## begin
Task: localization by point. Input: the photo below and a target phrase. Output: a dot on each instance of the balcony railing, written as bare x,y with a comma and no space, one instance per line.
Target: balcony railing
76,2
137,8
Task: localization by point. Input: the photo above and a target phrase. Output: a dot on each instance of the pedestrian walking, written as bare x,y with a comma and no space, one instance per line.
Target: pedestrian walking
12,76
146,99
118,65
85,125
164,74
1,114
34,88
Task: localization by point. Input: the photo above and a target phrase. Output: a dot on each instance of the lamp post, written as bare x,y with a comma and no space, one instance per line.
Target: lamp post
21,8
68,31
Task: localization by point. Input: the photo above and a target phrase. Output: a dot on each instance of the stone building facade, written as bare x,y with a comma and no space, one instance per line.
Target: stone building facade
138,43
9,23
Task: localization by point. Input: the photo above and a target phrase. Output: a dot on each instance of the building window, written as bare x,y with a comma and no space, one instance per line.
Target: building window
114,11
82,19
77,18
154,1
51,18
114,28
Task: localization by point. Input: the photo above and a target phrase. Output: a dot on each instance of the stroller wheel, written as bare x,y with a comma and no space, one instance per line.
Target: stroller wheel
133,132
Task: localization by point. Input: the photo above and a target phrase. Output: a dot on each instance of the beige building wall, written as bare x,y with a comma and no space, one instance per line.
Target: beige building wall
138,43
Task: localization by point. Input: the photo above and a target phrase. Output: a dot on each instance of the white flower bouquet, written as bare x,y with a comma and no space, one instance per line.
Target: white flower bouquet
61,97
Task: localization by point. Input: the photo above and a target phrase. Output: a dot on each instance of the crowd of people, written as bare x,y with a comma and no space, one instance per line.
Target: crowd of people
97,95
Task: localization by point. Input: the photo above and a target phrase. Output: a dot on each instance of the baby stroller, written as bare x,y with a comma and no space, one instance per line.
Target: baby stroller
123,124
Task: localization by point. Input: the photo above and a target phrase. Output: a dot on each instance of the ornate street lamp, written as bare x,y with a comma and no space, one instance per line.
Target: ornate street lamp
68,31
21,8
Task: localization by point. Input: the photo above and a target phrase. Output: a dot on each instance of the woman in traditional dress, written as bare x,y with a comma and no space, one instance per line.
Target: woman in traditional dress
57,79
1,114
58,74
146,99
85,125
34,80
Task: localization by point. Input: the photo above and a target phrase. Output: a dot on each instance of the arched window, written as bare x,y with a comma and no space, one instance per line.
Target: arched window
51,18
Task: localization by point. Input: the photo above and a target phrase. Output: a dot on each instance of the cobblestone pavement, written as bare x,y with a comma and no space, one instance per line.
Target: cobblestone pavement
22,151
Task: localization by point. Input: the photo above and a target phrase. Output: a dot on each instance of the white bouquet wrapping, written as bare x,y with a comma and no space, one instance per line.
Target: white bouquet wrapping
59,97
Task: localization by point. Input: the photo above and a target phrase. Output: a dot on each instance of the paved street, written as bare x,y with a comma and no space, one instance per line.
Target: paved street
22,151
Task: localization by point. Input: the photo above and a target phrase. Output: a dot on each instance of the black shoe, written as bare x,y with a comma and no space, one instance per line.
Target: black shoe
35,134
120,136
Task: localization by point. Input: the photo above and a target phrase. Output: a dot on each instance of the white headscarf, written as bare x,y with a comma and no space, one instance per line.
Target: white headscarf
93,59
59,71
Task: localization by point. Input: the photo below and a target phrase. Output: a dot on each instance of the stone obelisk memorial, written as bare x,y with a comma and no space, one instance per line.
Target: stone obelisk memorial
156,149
## end
## EXERCISE DESCRIPTION:
Edit the items in the stretch from the line containing "white headscarf, written" through the end of the items, replacing "target phrase" with "reference phrase" and leaving everything else unchanged. Give only those lines.

## SOLUTION FOR THIS PROBLEM:
Task: localization by point. Input: the photo above and a reference phrase. Output: a dot on each instance of the white headscarf, written as bare x,y with a comma and no space, one instance per line.
Target: white headscarf
93,59
59,71
Task: localization by point. Input: the photo below and a reference phrase. Output: a dot on each instance of the stone obelisk memorial, written as bare x,y with a comma and no space, one instance per line.
Target: stone obelisk memorial
156,149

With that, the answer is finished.